*Problem*
Each entry that follows should be retyped exactly.

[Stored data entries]
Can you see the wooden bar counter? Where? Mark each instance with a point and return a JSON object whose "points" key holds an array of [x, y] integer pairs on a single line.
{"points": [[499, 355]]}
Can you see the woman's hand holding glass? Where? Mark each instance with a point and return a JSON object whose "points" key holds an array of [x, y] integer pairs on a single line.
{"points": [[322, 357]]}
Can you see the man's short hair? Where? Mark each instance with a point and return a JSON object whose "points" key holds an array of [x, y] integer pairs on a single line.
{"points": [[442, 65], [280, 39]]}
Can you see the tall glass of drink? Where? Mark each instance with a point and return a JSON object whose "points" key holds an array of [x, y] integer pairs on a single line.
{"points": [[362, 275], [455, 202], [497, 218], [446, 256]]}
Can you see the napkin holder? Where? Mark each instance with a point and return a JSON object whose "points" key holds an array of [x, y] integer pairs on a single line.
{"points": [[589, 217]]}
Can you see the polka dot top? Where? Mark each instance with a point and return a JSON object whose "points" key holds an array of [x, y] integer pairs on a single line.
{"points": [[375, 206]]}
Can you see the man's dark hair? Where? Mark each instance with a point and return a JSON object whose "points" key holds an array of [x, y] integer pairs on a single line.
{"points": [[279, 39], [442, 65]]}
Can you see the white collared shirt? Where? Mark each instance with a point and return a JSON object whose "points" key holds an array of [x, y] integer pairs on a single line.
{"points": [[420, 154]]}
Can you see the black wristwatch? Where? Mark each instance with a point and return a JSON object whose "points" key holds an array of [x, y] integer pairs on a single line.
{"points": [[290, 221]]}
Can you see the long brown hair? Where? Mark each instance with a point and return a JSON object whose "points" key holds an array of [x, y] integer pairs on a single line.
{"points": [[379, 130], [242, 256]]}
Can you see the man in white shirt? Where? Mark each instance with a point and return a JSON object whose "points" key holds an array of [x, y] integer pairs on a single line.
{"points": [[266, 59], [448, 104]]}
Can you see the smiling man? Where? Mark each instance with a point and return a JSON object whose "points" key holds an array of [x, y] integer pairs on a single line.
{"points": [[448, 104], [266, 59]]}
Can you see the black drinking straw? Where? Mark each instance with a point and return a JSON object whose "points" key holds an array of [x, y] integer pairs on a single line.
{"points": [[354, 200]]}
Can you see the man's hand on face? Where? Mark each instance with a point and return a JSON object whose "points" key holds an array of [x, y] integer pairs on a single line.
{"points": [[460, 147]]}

*Your solution*
Can you see the wooden bar counter? Where? Mark each instance with a point and return a JSON object whose "points" key holds an array of [x, y] integer pairs on a single line.
{"points": [[499, 355]]}
Can you see the woman's hand holding glass? Where? Mark each instance with a point and return a JSON object whose "points" key holds an array of [x, y] integer pairs on a single line.
{"points": [[322, 357]]}
Can you see the man's short hair? Where? Mark each instance with a point and return a JSON object whose "points" key holds an array of [x, y] integer pairs on a single line.
{"points": [[442, 65], [280, 39]]}
Can you see the tall glass of drink? Where? Mark each instance with a point and return a JSON object whose "points" key holds an array of [x, y] integer pairs on a single line.
{"points": [[362, 275], [455, 202], [497, 218], [446, 256]]}
Can you see the napkin holder? Where? Mark each instance with a point and return a JSON object whose "points" key holds an array of [x, y] integer pairs on a single line.
{"points": [[589, 217]]}
Can you see the polka dot top? Where? Mark each instance with a point and return a JSON object whose "points" key holds an array of [x, y] integer pairs on a single line.
{"points": [[375, 206]]}
Can you see the man's dark hair? Where? Mark each instance with a point and return a JSON object whose "points" key holds an array of [x, y] integer pairs on a single line.
{"points": [[279, 39], [442, 65]]}
Can you see the white collared shirt? Where? Mark each instance with a point and return a JSON object whose "points" key holds an array of [x, y] integer pairs on a single line.
{"points": [[420, 154]]}
Can you see the black wristwatch? Where? Mark each instance with a point and return a JSON object whose "points" key holds an array of [x, y] integer pairs on a single line.
{"points": [[290, 221]]}
Can you see the long brown hair? Where? Mark each instance with a point and return a JSON object whose "points" key holds an array of [x, y] integer pairs on a single line.
{"points": [[379, 130], [242, 256]]}
Can you see the man in white shirt? Where? Mark each instance with a point and return a JSON object whose "points" key holds an array of [x, y] integer pairs on a single line.
{"points": [[266, 59], [448, 104]]}
Can you see the smiling man? Where? Mark each instance with a point and return a JSON object whose "points" key holds an array of [x, y] integer pairs on a single line.
{"points": [[448, 104], [266, 59]]}
Can you see the black drinking straw? Where? Mark each instance with a point and return a JSON object whose "points" key holds an array of [x, y] integer pairs on a single line.
{"points": [[354, 200]]}
Can you see the man's hand on face? Where? Mark each instance with a point and return a JSON object whose "points" key holds an array of [x, y] integer pairs on a single line.
{"points": [[460, 147]]}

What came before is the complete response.